• EXTRACTED ENTRIES:
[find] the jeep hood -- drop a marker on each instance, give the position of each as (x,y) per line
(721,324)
==
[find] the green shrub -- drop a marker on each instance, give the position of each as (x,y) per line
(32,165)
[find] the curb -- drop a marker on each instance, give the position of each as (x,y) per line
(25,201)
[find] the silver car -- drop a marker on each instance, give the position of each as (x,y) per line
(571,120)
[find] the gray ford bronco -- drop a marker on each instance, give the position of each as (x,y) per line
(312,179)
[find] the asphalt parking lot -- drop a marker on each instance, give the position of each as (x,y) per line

• WRITTEN TASK: Rescale the material starting at the line that contains "[find] the curb" and ending at the line that contains "[find] the asphalt", reproducing every line in that span, requests included, with each (x,y) point coordinate in the answers multiplied by 2.6 and rounded to a whole number, halves rounding up. Return only those lines.

• COMPLETED EXERCISE:
[find] the curb -- drop a marker on each instance, give the position of each as (x,y) per line
(65,523)
[find] the silver car -- drop a marker on each instance, give the position of each as (x,y) per line
(1485,312)
[find] the gray ford bronco -- drop a marker on each instance, give the position of each as (x,y) per line
(811,465)
[find] the asphalt parking lot -- drop a marker on each instance, give the position of each as (x,y) per line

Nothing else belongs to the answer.